### AIM OF THE EXERCISE:
Set down the full listing exactly as given. Any pictures are to be left out.

### MATERIALS PROVIDED:
□ □ □ □ □ □ □
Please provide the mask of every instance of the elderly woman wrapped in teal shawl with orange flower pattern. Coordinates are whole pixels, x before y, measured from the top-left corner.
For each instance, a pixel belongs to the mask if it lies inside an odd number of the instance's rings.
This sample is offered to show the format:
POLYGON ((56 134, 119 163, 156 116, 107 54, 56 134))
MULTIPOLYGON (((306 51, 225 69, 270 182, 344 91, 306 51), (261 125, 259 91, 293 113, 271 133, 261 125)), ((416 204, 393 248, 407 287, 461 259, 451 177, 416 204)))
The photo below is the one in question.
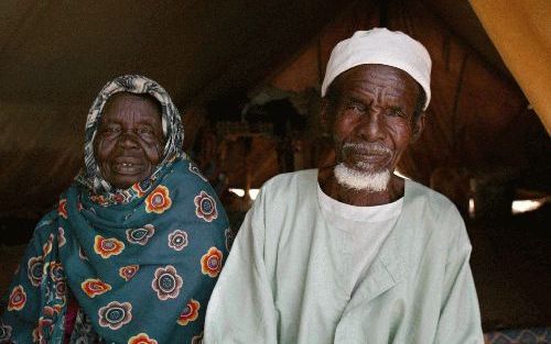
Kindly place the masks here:
POLYGON ((128 75, 104 87, 86 123, 86 168, 36 226, 0 343, 201 341, 229 231, 183 136, 156 82, 128 75))

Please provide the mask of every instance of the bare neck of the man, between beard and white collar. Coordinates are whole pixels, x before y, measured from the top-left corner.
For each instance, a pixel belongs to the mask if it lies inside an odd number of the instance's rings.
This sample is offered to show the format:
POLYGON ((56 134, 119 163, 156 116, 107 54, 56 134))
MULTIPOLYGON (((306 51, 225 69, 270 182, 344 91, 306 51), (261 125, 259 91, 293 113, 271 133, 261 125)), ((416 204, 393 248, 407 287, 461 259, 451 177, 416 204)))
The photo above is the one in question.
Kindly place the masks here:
□ □ □ □ □ □ □
### SOLVED PROBLEM:
Please provide the mask of every instance of the elderly woman wrapped in teal shawl with orange flower pattern. Coordinates are whole pixels, x before y, measured from the top-left corner.
For each instance, a pixel belongs to the mask if it lies inside an odd number of the instance's rings.
This sample is offered to show the format:
POLYGON ((56 134, 119 163, 156 116, 107 54, 56 134))
MULTIPOLYGON (((306 51, 225 69, 270 182, 344 91, 306 51), (261 125, 259 91, 293 113, 271 133, 261 125)), ((416 204, 393 248, 407 287, 461 259, 451 177, 416 204)))
The photo below is the one in question.
Kindly place the masks here:
POLYGON ((128 75, 104 87, 86 123, 86 168, 36 226, 0 343, 201 341, 229 231, 183 136, 156 82, 128 75))

Please provide the mask of every instance of the bare neck of the man, between beard and white collar. Coordinates are whole pixels, x before y, measured from the top-left corner.
For each instance, a pixel belongs to the mask if it lies inside an odd number of the instance's rings.
This sample is offered to show the format:
POLYGON ((56 134, 119 163, 156 116, 107 54, 56 134))
MULTIPOLYGON (((306 51, 225 69, 270 182, 344 91, 306 51), (261 125, 259 91, 293 113, 271 133, 261 125)), ((416 204, 393 248, 407 287, 461 259, 451 177, 416 204)))
The photo above is the one in question.
Kindly place the masks here:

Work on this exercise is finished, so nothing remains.